### TEXT UNDER STUDY
>>>

In a move that has stunned members of the addiction community, the Center for Science in the Public Interest (CSPI) announced earlier this month that it has cut all of its Alcohol Policies Project staff except longtime director George Hacker, effectively ending the only full-time advocacy effort on alcohol policy issues on Capitol Hill.
Citing “extreme budget constraints,” Hacker said in a letter to field colleagues that staffers Kim Crump, Christina Mott, and Aggie Fortune were laid off in mid-April. “Each of them has made long-standing substantial contributions to our advocacy work and I know they have been extremely valuable assets for the entire alcohol-prevention field,” wrote Hacker on April 2. “No one will miss them more than I.”
Hacker, who will continue to run the scaled-down Alcohol Policies Project, but also spend time working on unrelated CSPI programs, said that the group’s advocacy on alcohol-tax issues and the Campaign for Alcohol-Free Sports TV would continue “at least for the present.”
However, CSPI’s advocacy work on issues like underage drinking will be severely curtailed. “The breadth of the project will be severely limited,” said Hacker.
Judy Cushing, president and CEO of the Oregon Partnership — a statewide community coalition that also has taken a leading role on national alcohol-advertising issues — said she was “devastated” by the news of CSPI’s downsizing. “Their policy work is critical in our efforts to continue to reduce underage drinking,” she said.
David Jernigan, former head of the Center on Alcohol Marketing and Youth (CAMY), called CSPI’s contributions “incalculable” and described the cutbacks as “a significant setback to the field.”
CSPI founded the Alcohol Policies Project in 1982, and Hacker and his staff — which has at times numbered as high as eight people — have played a huge role as both industry gadfly and critic and advocates for higher alcohol taxes and greater controls on alcohol advertising to youth.
Ironically, the Alcohol Policies Project has been put on life-support at a moment when states and the federal government have started seriously considering increases in alcohol taxes (to close budget deficits and pay for national healthcare reform, respectively), and advocates are talking to a new administration in Washington that seems more receptive to calls for increased regulation than its recent predecessors.
“We’ve all depended on CSPI for a long time,” said Michael Scippa, advocacy director of the Marin Institute. “This is kind of a wakeup call to advocates of all kinds that we may need to include more trips to Washington, D.C., in our travel plans.”
Scippa said that CSPI’s cutbacks created a “vacuum” in Washington. “The industry loves it,” he lamented. That vacuum has been growing in the past year with the June 2008 shutdown of the Georgetown University-based CAMY and the elimination of more than half of the staff at Ensuring Solutions to Alcohol Problems, the George Washington University Medical Center program that focuses on screening and treatment availability for alcohol problems.

<<<

### STORED DATA
>>>

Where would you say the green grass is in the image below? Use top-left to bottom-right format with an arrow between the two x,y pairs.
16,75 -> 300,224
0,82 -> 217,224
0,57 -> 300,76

<<<

### EXERCISE TASKS
(1) In the article on the staff cuts at CSPI's Alcohol Policies Project, what year was the project founded?
(2) Continue the article on the staff cuts at CSPI's Alcohol Policies Project, beginning after its final sentence.
The lines after the text are separate material and have no connection to it.

### TASK-BY-TASK ANSWERS
(1) 1982

(2)
Eric Goplerud, Ph.D., director of Ensuring Solutions, called the news about CSPI “grim.”
“After the great achievements to secure parity, screening and brief intervention (SBI), and overturning UPPL [laws] in many states, the field will need new policy leadership,” said Goplerud. “Hazelden’s new Policy Center and the Johnson Institute merger with them, Tom McLellan’s nomination to the Office of National Drug Control Policy, the coalitions of the Whole Health Campaign and [Legal Action Center head] Paul Samuels’ health reform work group will be the sources … I am optimistic the leadership is arising.”
In addition, the U.S. Centers for Disease Control and Prevention’s National Center for Chronic Disease Prevention and Health Promotion recently solicited applications for a program that would fund monitoring of youth exposure to alcohol ads, similar to the work previously done by CAMY. And Scippa — who said that Marin’s funding base remains “very healthy” — said that his group is currently looking for ways to increase its advocacy presence in the nation’s capital.
“It’s actually an interesting opportunity to organize when something like this happens,” he said. “Groups need to pay more attention to the national level rather than just the local.”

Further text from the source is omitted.